**Your instructions**: Please print all of the entries below word for word, with every line and number unchanged.

**Material for this task**:
---+---

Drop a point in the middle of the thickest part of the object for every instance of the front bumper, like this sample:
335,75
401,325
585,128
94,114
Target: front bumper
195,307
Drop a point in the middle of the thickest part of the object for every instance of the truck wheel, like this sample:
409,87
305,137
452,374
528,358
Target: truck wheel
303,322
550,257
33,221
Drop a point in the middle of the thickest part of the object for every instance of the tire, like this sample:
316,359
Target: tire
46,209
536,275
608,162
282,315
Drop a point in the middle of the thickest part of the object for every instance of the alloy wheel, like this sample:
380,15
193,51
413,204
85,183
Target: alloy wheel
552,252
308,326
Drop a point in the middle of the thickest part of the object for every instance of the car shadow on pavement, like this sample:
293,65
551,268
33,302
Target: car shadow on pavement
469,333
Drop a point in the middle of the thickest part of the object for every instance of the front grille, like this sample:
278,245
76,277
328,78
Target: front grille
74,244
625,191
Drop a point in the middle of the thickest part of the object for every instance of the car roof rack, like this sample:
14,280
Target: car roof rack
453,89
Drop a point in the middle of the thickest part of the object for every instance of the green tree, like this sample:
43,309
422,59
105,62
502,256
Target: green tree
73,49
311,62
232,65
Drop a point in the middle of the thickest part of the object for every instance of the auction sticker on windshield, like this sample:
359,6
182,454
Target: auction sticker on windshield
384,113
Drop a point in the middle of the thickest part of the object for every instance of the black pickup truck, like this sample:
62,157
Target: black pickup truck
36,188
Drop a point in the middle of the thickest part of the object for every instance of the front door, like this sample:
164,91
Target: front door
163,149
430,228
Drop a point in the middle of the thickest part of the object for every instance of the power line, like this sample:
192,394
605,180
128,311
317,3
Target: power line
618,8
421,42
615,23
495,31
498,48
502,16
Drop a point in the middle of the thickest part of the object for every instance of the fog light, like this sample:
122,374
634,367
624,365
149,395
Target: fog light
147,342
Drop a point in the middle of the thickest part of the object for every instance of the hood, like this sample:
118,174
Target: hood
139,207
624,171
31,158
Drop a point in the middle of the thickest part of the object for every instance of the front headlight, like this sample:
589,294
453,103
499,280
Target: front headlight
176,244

---+---

**The completed task**:
Drop a point in the middle of the thickest part of the object for every instance of the front bumper, like this sample:
335,75
401,325
585,128
94,114
Target: front bumper
195,307
Drop a point in the middle of the thickest part of the object for every instance of the truck wheel, like this sample:
409,87
305,137
452,374
528,358
Target: truck wheel
303,322
550,257
33,221
Drop a point in the middle of the thickest part of the object for every instance of the tire, like this sample:
316,359
Target: tire
46,209
536,275
608,162
282,315
Drop a point in the middle of the thickest part of the object for every instance of the alloy wheel, like this sample:
380,15
193,51
413,204
85,183
Target: alloy wheel
552,252
308,326
Drop a point in the middle of the thickest part of the object for every instance of the car shadow on pavement, like this sample:
293,65
551,268
33,302
Target: car shadow on pavement
469,333
Drop a point in the middle of the thickest part of the object for every instance of the front grille, like this sample:
278,245
76,277
328,78
Target: front grille
74,244
625,191
Drop a point in the middle of the thickest part of the object for every instance of the car roof rack, like this sample:
14,280
Target: car roof rack
453,89
Drop a point in the middle of the thickest part of the object for every instance of the green tree, like this sample:
43,309
422,59
105,62
502,256
Target: green tree
73,49
311,62
232,65
Drop a point in the middle of the thickest part of the object for every instance of the auction sticker on windshield, like this sample:
359,6
182,454
Target: auction sticker on windshield
384,113
Drop a point in the middle of the thickest part of the object for every instance of the black pickup truck, like this sample:
62,157
Target: black pickup truck
36,188
Drop a point in the middle of the thickest part of the object for every instance of the front door, like this sample:
164,91
Target: front door
163,149
430,228
Drop a point in the middle of the thickest part of the object for every instance of the power line, like this sample:
192,394
605,180
128,311
317,3
Target: power line
618,8
421,42
615,23
495,31
498,48
502,16
Drop a point in the middle of the thickest part of the object for every instance of the fog light, like this sample:
122,374
634,367
624,365
149,395
Target: fog light
147,342
Drop a point in the middle of the thickest part of the object for every instance of the hood, like this sample:
118,174
Target: hood
139,207
624,171
31,158
Drop a point in the middle of the thickest part of the object for every instance of the front headlight, like this sample:
589,294
453,103
499,280
Target: front headlight
176,244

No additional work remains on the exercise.